'''

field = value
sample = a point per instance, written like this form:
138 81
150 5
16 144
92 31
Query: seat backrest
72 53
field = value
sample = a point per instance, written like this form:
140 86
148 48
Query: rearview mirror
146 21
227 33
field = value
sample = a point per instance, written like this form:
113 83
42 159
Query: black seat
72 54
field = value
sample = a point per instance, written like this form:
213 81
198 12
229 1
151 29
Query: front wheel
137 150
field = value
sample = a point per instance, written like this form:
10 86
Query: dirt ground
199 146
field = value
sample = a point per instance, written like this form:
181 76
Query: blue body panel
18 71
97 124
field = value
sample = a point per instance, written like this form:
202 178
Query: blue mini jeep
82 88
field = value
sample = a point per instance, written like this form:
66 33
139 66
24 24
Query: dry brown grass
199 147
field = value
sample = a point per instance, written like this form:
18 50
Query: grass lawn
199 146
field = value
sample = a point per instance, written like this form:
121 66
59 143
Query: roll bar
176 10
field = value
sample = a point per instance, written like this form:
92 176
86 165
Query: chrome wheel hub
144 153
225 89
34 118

'''

◆ EXERCISE: The job here is to write out all the entries again exactly.

◆ ANSWER FOR THE TASK:
field = value
sample = a point per instance, written like this form:
138 81
150 5
16 144
92 31
Query: seat backrest
72 53
field = value
sample = a point per instance, written like this form:
140 86
148 48
Query: rearview mirror
146 21
227 33
field = value
sample = a point per instance, written like this form:
113 83
42 159
Query: black seat
72 54
field = value
sample = a point per instance, written like this form:
213 81
198 12
229 1
151 29
Query: front wheel
137 150
field = value
sample = a point per instance, written like this form:
10 86
Query: dirt ground
199 146
field = value
sample = a point per instance, written like this form:
181 76
Query: blue body panel
18 71
97 124
field = value
sample = a point per instance, written like this form:
202 178
Query: blue mini jeep
82 88
field = value
sample = a point per instance, written like this form:
66 33
139 66
24 24
Query: dry brown grass
199 147
field = value
sample = a point per instance, written like this form:
18 50
Query: grass lawn
199 146
field = value
sample = a point per instance, written like this form:
121 66
59 143
Query: roll bar
176 10
field = value
sample = a point per instance, written like this form:
92 176
86 165
Query: chrome wheel hub
144 153
225 89
34 118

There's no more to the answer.